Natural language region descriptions
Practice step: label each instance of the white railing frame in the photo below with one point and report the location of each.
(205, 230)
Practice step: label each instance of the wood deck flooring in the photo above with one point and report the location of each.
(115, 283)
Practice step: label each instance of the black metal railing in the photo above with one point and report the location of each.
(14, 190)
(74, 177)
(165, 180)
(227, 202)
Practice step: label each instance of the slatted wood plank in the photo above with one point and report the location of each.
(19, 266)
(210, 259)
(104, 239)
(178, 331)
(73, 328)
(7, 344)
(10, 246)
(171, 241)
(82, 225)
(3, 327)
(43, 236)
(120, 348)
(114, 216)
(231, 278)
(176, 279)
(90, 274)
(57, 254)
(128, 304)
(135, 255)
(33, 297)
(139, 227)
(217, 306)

- Work instruction:
Retype, exactly as shown, the lines from the one with "Practice step: label each instance of the slatted" through the end of the records.

- Solution below:
Practice step: label each instance of the slatted wood plank in the photo above with one point and report the location of each.
(19, 266)
(210, 259)
(104, 239)
(178, 331)
(73, 328)
(7, 344)
(10, 246)
(171, 241)
(82, 225)
(3, 327)
(43, 236)
(120, 348)
(114, 216)
(231, 278)
(176, 279)
(90, 274)
(57, 254)
(128, 304)
(135, 255)
(33, 297)
(139, 227)
(217, 306)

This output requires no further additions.